_REQUIRED TASK_.
Copy out the entries below precisely; nothing is to be omitted.

_EXCERPTED DATA_.

---

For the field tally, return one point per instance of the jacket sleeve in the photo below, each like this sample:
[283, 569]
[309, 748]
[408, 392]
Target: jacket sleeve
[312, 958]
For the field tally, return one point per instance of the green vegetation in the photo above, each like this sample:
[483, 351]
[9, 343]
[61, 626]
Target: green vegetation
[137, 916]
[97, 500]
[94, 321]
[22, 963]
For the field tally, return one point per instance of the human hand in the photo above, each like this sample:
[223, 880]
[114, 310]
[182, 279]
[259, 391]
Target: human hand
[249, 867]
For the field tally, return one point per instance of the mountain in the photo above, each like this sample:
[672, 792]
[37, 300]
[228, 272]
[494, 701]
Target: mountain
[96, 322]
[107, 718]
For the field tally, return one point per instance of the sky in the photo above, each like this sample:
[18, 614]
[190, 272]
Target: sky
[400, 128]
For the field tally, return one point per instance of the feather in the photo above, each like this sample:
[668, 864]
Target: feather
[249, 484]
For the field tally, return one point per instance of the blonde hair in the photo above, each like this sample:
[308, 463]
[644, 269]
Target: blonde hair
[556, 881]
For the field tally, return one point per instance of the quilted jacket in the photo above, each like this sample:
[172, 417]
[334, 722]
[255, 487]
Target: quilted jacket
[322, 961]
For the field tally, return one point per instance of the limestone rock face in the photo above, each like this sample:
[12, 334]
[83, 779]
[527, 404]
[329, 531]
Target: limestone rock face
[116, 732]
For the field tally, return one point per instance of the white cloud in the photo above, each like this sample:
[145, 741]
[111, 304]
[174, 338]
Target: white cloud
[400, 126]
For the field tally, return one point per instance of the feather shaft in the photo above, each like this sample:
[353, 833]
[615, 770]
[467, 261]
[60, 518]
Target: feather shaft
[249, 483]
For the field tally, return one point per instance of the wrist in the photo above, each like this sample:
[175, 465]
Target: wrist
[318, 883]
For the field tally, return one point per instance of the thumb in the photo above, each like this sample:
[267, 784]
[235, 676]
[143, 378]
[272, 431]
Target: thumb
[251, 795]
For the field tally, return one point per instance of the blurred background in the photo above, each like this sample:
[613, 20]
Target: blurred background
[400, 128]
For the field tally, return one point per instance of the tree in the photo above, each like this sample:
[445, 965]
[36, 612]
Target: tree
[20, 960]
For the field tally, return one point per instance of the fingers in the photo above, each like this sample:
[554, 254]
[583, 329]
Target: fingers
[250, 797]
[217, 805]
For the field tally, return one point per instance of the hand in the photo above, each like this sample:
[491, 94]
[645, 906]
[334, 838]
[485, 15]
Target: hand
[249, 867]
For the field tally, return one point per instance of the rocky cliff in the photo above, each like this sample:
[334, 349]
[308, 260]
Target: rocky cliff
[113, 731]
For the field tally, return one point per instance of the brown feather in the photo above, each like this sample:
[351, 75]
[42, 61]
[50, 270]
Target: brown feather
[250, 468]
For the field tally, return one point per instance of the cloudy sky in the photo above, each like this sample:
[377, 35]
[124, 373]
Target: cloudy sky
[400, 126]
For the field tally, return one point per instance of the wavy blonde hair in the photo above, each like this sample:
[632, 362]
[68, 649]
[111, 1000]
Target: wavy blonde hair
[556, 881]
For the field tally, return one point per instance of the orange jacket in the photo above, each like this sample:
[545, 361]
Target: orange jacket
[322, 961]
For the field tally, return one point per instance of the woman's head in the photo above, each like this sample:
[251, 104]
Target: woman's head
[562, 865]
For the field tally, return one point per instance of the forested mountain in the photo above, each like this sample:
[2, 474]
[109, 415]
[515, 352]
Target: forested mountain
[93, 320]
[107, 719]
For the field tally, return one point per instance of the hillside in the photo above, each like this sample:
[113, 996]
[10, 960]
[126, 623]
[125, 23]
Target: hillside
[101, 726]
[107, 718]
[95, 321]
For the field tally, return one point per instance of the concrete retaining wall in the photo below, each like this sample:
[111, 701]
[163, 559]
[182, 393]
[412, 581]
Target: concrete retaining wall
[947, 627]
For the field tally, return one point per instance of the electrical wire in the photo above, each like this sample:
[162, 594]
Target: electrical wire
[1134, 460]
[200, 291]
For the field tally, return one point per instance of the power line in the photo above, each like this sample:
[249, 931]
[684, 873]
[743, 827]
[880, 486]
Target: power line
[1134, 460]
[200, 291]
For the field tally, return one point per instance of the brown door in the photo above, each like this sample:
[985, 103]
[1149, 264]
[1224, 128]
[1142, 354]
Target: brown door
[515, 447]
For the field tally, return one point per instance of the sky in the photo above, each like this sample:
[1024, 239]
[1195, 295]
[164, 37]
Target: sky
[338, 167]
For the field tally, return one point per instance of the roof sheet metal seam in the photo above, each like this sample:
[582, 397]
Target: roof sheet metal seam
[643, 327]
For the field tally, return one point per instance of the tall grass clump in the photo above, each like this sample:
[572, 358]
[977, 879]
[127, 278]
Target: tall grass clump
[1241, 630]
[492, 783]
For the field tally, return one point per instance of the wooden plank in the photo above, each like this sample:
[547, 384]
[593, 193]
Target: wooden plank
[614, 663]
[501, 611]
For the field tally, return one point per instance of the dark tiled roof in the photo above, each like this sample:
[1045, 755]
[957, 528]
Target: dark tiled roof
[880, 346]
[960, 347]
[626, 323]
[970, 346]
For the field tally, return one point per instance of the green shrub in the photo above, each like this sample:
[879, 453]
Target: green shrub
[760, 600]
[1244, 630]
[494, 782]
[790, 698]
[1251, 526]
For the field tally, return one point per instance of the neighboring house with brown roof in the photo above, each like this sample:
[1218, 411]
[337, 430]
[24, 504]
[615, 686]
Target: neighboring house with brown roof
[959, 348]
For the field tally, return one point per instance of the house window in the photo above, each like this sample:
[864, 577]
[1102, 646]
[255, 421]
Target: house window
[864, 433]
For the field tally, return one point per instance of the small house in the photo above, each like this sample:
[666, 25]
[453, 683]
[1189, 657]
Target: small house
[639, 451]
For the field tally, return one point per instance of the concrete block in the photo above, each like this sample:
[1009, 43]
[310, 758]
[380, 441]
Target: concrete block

---

_EXERCISE RESPONSE_.
For the field tally, return one point per instance of the jacket sleeve in the photo below, each like this sample:
[283, 569]
[309, 748]
[408, 392]
Target: jacket sleeve
[312, 958]
For the field tally, return one point per instance of the green vegetation in the photo above, each like this sample:
[483, 351]
[9, 343]
[61, 626]
Target: green vegetation
[137, 916]
[97, 500]
[94, 321]
[22, 963]
For the field tally, return one point per instance of the human hand in the photo above, each like this sample:
[223, 880]
[114, 310]
[182, 279]
[259, 391]
Target: human hand
[249, 867]
For the field tally, return one point per instance of the mountain in the photo above, each like this sample:
[672, 792]
[37, 300]
[228, 272]
[494, 701]
Target: mountain
[96, 322]
[107, 718]
For the field tally, return one point per instance of the sky in the photo above, each like this sample:
[18, 614]
[190, 272]
Target: sky
[400, 128]
For the field tally, return one point per instance of the feather in the photo above, each like this sample:
[668, 864]
Target: feather
[249, 484]
For the field tally, return one point per instance of the blonde hair in the photo above, each like this sample:
[308, 463]
[644, 269]
Target: blonde hair
[556, 881]
For the field tally, return one point per instance of the quilted jacket in the photo above, each like this sample:
[172, 417]
[334, 722]
[255, 487]
Target: quilted jacket
[322, 961]
For the field tally, return one point per instance of the limestone rock face in the photo above, each like this sample:
[12, 334]
[83, 779]
[527, 404]
[329, 531]
Target: limestone rock face
[116, 732]
For the field tally, return one point per instance of the white cloud in the photo above, each like this sample:
[145, 741]
[111, 304]
[174, 338]
Target: white cloud
[400, 126]
For the field tally, return one point per instance of the feather shaft in the photo above, each like this sample:
[353, 833]
[615, 770]
[467, 261]
[60, 518]
Target: feather shaft
[249, 483]
For the field tally, return one point per instance of the wrist in the photo above, each like this sample:
[175, 465]
Target: wrist
[318, 883]
For the field tally, return one point per instance of the thumb in the photo above, each like this sample:
[267, 784]
[235, 676]
[143, 378]
[272, 431]
Target: thumb
[251, 795]
For the field tally, return one point per instance of the blurred background in the photo above, each like this sample:
[613, 20]
Target: blurred background
[400, 128]
For the field tally, return one point per instance of the tree in the photo above, each like this sample:
[445, 965]
[36, 612]
Target: tree
[20, 960]
For the field tally, return one point per instance of the fingers in the photo above, each like this sample:
[554, 254]
[583, 329]
Target: fingers
[250, 797]
[217, 805]
For the field tally, return one point per instance of the hand in the photo above, each like this sample:
[491, 94]
[645, 906]
[334, 838]
[485, 15]
Target: hand
[249, 867]
For the field tally, return one point per instance of the rocky cliff in the photo above, each like this sample:
[334, 349]
[308, 260]
Target: rocky cliff
[113, 731]
For the field tally, return one point per instance of the brown feather in the photo above, each like this sample:
[351, 75]
[42, 61]
[50, 270]
Target: brown feather
[250, 468]
For the field tally, return one point per instance of the cloudy sky in the photo above, each like this sample:
[377, 35]
[124, 373]
Target: cloudy sky
[400, 126]
For the field tally, return one point per instance of the wavy blonde hair in the photo above, each like this sample:
[632, 362]
[68, 649]
[111, 1000]
Target: wavy blonde hair
[556, 881]
For the field tally, return one point per instance of the orange jacket in the photo above, each like this sample:
[545, 361]
Target: orange jacket
[322, 961]
For the field tally, return one point per instance of the woman's head in the photo above, each like this sample:
[251, 104]
Target: woman's head
[562, 865]
For the field tally, return one point per instance of the forested mountain in the photo above, each like this sample:
[2, 474]
[109, 415]
[515, 352]
Target: forested mountain
[93, 320]
[107, 719]
For the field tally, return one point per instance of the hillside in the photo above, each like this sample:
[113, 996]
[10, 960]
[126, 623]
[125, 23]
Target: hillside
[101, 726]
[107, 718]
[95, 321]
For the field tally, return one point per instance of the concrete retaining wall in the photo below, each like this sample:
[111, 701]
[163, 559]
[182, 393]
[412, 581]
Target: concrete retaining wall
[947, 627]
For the field tally, return one point per instance of the electrical wire in the photo above, each like this sample:
[162, 594]
Target: electrical wire
[1134, 460]
[200, 291]
For the field tally, return one point per instance of the power line in the photo above, each like this sample:
[249, 931]
[684, 873]
[743, 827]
[880, 486]
Target: power line
[1134, 460]
[200, 291]
For the field tally, return one point per instance of the brown door in the photo above, each like this sample:
[985, 103]
[1149, 264]
[1224, 128]
[1142, 354]
Target: brown door
[515, 447]
For the field tally, return one point per instance of the sky in the photo above, each like this sample:
[1024, 239]
[1195, 295]
[164, 37]
Target: sky
[338, 167]
For the field tally, return one point per instance of the roof sheet metal seam in the photo above, each like this sample:
[582, 397]
Target: roof sheet metal seam
[643, 327]
For the field tally, return one point per instance of the tall grass clump in the photo above, each like this sample:
[572, 358]
[977, 879]
[127, 278]
Target: tall grass clump
[1241, 630]
[492, 783]
For the field tally, return one point per instance of the wooden plank in the photo above, each like this sample:
[547, 384]
[593, 193]
Target: wooden plank
[614, 663]
[501, 611]
For the field tally, return one point per instance of the dark tiled roof in the photo above, each like this sample:
[1045, 755]
[957, 528]
Target: dark tiled roof
[880, 346]
[960, 347]
[626, 323]
[970, 346]
For the field tally, return one point per instance of the green shrub in the photo above, each like this sample:
[879, 453]
Target: green shrub
[760, 600]
[1244, 630]
[494, 782]
[790, 698]
[1251, 526]
For the field tally, return one point per instance of the neighboring house with brown roof in the photo above, each like this sample:
[1218, 411]
[337, 430]
[24, 504]
[615, 686]
Target: neighboring house with brown roof
[959, 348]
For the field tally, return one point per instance of the house window in the photo above, each like this sample:
[864, 577]
[1102, 646]
[255, 421]
Target: house window
[864, 433]
For the field tally, return one point per instance of the small house in the photo above, each like this sample:
[666, 25]
[453, 683]
[1189, 657]
Target: small house
[639, 451]
For the field tally, return one point per instance of the concrete block in the photo above, each like this sample:
[1009, 43]
[310, 758]
[380, 441]
Target: concrete block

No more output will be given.